=== Problem requirements ===
Can you switch each "trail-cam image" in the data below to "trail camera frame", then give all the lines back with nothing else changed?

Annotated coordinate records

———

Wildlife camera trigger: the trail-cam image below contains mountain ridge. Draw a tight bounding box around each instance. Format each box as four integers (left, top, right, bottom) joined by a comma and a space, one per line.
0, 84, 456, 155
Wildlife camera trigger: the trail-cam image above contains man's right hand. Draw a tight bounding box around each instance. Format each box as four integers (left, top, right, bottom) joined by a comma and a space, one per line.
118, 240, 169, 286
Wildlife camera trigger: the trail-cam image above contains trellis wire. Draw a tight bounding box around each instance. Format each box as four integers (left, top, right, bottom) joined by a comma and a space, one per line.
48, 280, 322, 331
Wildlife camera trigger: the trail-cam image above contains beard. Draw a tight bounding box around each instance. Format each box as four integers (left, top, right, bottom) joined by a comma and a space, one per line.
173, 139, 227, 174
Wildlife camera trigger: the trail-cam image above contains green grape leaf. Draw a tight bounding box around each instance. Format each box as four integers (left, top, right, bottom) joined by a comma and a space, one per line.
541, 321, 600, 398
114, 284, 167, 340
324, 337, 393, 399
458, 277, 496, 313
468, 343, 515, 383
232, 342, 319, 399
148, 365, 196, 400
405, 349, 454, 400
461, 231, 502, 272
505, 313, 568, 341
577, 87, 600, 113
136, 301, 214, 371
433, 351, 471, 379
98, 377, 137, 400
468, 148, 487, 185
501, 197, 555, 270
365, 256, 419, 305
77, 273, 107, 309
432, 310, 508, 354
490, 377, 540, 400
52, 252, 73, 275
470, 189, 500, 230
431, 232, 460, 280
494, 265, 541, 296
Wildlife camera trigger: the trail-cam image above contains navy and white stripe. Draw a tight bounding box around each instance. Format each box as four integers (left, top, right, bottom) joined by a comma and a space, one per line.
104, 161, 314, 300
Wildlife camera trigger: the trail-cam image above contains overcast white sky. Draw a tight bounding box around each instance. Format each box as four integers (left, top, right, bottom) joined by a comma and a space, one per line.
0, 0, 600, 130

———

=== Worked answer ===
Wildlife camera trigger: the trail camera frame below contains mountain ridge. Draw a tight bounding box around each instance. Format each box as four integers (left, top, right, bottom) joined by a comma and a space, one per line.
0, 84, 456, 155
Wildlife camera trigger: the trail camera frame above contains man's right hand. Draw a tight bounding box around each instance. Format each box as four integers (left, top, right, bottom) joined by a comma and a space, one per line.
118, 240, 169, 286
Wildlife camera trigger: the trail camera frame above contains trellis wire. Draw a tight bounding box around each instance. Format each box as four integers (left, top, right, bottom) joined by a comma and a space, one per line.
48, 280, 322, 331
Wildlife camera trigger: the trail camera frame above contains beard. Draw a tight bounding box around each instance. Format each box as four integers (left, top, right, bottom) joined by a comma and a space, one per line.
173, 139, 227, 174
Wildlife camera trigger: the trail camera frame above contains green grape leaf. Draw a tight bounding box around each instance. Format each box as four integers (left, top, right, bottom) joined by a comma and a space, one per line.
541, 321, 600, 398
114, 284, 167, 340
324, 337, 393, 399
458, 277, 496, 313
468, 343, 515, 383
232, 342, 319, 399
148, 365, 196, 400
405, 349, 454, 400
461, 231, 502, 272
505, 313, 568, 341
577, 87, 600, 113
136, 301, 214, 371
433, 351, 471, 379
98, 377, 137, 400
468, 148, 487, 185
501, 197, 555, 270
365, 256, 419, 305
77, 273, 107, 309
432, 310, 508, 354
490, 377, 540, 400
52, 252, 73, 275
470, 189, 500, 230
431, 232, 460, 280
494, 265, 541, 296
Wildlife camera trigger: the trail camera frame above contains navy and white stripe. Draw a tight bounding box around each instance. Format each box as four integers (left, top, right, bottom) joined by a comma and a space, one per line.
104, 161, 314, 300
Wildlife camera trigger: the trail camera frame above contains overcast white sky. Draw a tight bounding box around each instance. Format each box as four integers (left, top, right, bottom) joined by a comma and a space, one per line.
0, 0, 600, 130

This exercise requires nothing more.